── MATERIAL PROVIDED

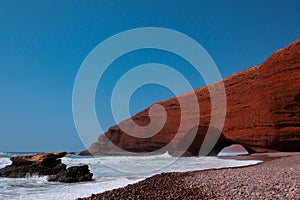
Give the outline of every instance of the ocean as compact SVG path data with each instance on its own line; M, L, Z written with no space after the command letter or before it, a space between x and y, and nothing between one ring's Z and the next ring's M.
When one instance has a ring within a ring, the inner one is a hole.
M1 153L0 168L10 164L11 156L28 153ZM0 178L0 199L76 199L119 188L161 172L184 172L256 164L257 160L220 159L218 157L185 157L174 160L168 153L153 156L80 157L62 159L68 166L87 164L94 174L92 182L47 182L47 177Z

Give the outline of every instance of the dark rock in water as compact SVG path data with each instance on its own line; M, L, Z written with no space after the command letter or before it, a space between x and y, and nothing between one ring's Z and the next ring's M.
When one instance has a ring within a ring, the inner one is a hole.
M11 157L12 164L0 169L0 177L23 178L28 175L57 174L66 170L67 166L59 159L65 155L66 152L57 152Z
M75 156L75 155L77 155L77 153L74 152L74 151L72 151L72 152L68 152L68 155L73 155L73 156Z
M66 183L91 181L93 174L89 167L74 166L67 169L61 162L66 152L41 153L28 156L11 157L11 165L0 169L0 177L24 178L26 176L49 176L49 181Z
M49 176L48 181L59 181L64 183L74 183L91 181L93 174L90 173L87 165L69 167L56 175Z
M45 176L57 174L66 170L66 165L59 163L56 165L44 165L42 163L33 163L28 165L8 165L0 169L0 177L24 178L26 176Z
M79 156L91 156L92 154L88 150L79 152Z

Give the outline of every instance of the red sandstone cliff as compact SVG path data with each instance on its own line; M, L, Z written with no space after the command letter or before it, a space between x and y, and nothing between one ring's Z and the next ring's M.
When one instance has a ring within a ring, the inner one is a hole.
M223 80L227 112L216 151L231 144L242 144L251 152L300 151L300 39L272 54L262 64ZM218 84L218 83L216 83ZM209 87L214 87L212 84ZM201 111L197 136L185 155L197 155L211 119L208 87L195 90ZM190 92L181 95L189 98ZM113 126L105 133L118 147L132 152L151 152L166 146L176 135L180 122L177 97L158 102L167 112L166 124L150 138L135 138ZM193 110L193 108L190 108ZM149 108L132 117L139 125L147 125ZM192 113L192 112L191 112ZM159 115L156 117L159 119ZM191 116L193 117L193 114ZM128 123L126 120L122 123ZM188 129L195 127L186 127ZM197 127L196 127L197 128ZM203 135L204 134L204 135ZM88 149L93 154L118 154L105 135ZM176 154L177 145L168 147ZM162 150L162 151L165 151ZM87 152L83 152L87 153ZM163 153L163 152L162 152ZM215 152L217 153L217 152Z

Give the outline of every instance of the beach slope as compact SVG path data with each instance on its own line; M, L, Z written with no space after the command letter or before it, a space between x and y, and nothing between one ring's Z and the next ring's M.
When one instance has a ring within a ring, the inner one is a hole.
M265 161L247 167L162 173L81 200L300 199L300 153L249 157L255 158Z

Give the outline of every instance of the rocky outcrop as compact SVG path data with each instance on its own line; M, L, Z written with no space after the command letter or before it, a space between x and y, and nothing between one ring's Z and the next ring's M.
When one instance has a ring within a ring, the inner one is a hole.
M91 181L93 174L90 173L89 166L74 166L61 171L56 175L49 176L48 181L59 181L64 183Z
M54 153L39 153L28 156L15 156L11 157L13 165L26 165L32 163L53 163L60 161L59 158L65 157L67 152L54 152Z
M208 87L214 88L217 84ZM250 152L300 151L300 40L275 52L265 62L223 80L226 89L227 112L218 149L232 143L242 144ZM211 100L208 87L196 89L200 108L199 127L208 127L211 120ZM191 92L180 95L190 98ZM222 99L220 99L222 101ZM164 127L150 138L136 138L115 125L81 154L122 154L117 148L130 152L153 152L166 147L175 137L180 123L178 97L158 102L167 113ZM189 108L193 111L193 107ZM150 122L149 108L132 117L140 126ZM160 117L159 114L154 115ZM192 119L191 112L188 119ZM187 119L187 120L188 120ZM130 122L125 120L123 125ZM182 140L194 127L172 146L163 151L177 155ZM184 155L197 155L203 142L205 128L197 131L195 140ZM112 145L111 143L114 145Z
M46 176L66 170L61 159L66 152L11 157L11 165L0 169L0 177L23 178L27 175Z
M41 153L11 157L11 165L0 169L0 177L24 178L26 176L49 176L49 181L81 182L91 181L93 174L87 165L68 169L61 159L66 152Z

────
── MATERIAL PROVIDED

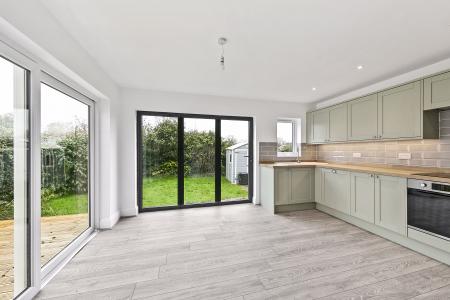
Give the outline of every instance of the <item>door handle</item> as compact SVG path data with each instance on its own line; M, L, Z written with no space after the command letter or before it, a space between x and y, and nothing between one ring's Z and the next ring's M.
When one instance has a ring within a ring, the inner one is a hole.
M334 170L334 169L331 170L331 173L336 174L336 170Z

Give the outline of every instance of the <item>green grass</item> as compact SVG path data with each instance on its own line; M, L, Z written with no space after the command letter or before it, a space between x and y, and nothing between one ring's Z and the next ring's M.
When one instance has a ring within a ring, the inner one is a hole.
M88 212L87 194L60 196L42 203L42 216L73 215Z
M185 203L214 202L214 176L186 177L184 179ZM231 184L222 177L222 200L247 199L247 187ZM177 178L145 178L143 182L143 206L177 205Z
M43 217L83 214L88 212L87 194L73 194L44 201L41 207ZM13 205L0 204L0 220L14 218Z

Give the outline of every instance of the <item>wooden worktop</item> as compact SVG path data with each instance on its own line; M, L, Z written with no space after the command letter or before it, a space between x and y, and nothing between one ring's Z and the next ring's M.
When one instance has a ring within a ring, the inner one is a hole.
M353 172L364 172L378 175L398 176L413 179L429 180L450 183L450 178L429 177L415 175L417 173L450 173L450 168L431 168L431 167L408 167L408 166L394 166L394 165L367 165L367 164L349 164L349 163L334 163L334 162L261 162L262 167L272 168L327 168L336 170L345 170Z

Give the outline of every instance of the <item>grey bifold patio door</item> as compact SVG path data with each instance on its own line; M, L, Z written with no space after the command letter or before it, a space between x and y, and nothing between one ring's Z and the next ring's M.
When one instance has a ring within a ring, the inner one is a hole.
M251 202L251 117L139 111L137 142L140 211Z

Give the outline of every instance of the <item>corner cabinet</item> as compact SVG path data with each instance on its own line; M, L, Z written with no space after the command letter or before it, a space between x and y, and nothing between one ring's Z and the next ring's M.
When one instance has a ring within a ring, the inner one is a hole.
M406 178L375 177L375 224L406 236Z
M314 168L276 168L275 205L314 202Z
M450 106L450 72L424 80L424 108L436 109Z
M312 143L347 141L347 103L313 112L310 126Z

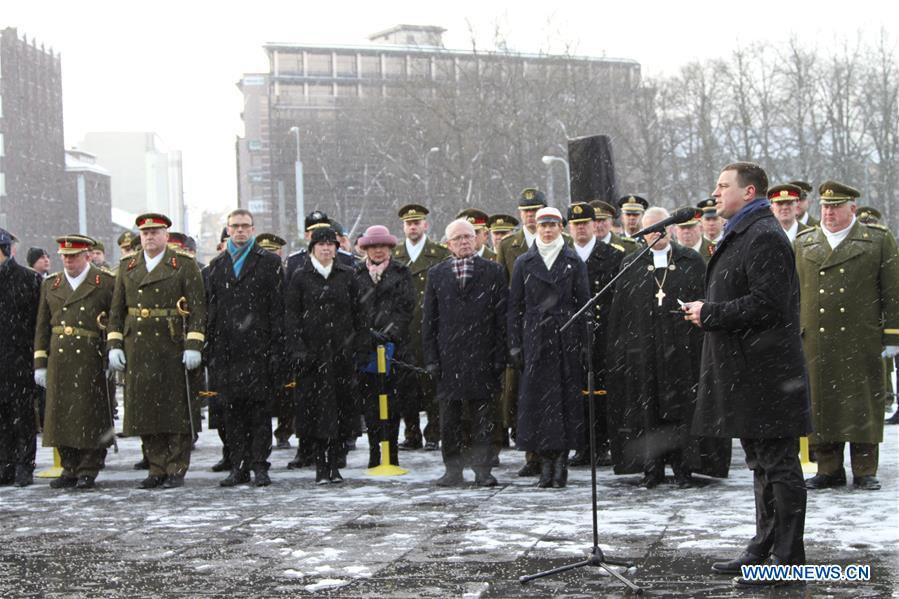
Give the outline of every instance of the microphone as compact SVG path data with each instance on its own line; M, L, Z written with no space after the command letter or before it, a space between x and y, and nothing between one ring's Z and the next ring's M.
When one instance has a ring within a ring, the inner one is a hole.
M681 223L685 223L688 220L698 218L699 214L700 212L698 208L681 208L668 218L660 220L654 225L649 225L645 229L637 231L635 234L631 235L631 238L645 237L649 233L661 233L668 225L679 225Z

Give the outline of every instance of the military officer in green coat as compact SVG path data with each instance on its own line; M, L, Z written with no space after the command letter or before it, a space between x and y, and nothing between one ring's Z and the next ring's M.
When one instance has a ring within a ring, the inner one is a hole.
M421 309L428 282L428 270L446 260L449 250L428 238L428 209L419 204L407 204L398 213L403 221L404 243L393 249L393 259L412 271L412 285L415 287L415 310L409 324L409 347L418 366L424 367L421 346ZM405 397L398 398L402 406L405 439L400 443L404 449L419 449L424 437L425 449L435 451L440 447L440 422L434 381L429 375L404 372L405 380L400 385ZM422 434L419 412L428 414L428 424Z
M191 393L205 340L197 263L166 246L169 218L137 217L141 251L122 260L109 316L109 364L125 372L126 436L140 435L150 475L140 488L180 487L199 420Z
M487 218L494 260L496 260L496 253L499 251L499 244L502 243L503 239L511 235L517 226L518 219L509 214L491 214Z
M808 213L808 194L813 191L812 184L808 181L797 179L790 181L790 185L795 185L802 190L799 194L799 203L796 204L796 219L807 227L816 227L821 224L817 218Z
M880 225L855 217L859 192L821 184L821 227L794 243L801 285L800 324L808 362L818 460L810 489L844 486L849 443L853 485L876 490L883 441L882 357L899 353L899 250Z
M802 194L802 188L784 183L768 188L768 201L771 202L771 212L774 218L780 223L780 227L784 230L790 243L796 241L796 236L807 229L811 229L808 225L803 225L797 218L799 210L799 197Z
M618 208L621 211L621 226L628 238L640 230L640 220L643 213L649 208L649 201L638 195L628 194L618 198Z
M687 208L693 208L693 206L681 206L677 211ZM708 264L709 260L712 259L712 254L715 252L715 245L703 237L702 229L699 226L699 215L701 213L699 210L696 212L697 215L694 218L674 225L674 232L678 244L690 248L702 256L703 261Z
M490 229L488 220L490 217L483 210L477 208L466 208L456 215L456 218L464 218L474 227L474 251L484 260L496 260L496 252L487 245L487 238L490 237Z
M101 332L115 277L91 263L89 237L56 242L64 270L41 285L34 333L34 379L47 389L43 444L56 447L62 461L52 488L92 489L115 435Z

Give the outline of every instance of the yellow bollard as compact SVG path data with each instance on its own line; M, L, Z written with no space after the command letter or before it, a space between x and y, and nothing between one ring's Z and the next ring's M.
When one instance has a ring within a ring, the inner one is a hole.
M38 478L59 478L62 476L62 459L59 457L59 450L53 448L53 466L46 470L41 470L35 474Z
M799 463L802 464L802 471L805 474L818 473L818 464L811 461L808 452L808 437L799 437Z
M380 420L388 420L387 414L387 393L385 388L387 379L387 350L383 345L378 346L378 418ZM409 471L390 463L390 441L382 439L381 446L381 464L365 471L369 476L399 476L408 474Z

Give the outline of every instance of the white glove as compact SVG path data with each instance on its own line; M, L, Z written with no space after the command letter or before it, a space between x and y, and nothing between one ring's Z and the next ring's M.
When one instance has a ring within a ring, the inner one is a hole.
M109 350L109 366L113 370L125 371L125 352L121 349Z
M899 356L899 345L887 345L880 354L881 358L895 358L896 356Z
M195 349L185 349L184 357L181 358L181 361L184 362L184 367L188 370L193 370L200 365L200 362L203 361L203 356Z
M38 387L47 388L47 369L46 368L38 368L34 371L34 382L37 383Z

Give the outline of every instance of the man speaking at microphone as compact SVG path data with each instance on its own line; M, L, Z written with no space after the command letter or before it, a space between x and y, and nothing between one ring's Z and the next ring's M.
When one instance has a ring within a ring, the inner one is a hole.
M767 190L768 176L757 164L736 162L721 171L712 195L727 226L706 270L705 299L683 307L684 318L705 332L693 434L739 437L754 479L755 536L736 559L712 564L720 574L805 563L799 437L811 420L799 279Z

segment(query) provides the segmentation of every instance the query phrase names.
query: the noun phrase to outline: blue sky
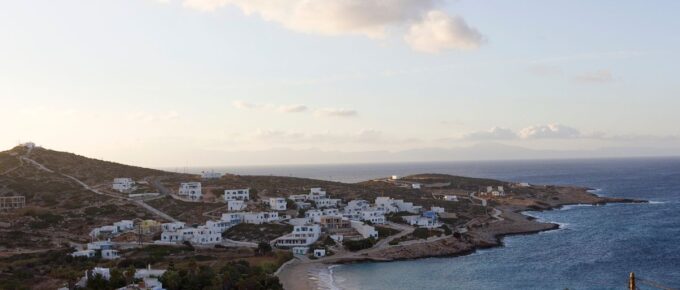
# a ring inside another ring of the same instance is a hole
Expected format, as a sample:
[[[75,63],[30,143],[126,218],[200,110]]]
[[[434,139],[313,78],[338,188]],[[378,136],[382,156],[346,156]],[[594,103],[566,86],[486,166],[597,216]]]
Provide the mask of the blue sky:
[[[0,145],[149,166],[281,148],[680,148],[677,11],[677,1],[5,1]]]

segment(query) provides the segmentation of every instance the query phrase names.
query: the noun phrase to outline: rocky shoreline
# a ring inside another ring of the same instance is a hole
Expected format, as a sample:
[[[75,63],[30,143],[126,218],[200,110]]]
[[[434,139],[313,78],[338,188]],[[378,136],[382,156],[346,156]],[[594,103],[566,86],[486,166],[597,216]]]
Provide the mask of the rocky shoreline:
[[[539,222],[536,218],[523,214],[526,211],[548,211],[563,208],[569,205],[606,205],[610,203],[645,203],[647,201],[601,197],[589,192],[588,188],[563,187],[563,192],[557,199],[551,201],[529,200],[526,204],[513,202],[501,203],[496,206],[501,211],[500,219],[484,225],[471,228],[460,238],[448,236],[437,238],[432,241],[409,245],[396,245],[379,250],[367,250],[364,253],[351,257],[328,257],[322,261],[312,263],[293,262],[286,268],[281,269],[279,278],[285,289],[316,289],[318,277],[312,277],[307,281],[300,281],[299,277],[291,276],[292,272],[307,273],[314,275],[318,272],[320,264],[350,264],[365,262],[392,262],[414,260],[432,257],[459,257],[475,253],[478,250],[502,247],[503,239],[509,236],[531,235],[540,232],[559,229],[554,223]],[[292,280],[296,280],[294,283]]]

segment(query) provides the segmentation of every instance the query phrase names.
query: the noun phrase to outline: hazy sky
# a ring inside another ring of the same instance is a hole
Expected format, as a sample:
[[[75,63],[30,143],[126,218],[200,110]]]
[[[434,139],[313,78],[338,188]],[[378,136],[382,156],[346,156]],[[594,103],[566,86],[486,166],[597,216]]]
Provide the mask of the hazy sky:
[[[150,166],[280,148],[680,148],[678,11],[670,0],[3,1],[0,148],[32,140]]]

────

### DIRECTIONS FOR THIS TASK
Scan the records above and show every line in which the word "microphone" occurs.

### YOUR RESPONSE
Give the outline of every instance of the microphone as compact SVG path data with each instance on its own line; M, L, Z written with no space after the command letter or before it, a space between x and y, and nothing between one ring's Z and the next ring's M.
Give the outline of every instance of the man speaking at microphone as compact SVG path data with each instance on its own line; M, L, Z written with no space after the command letter or before it, a space between x and y, and nothing between one ring's Z and the next ring's M.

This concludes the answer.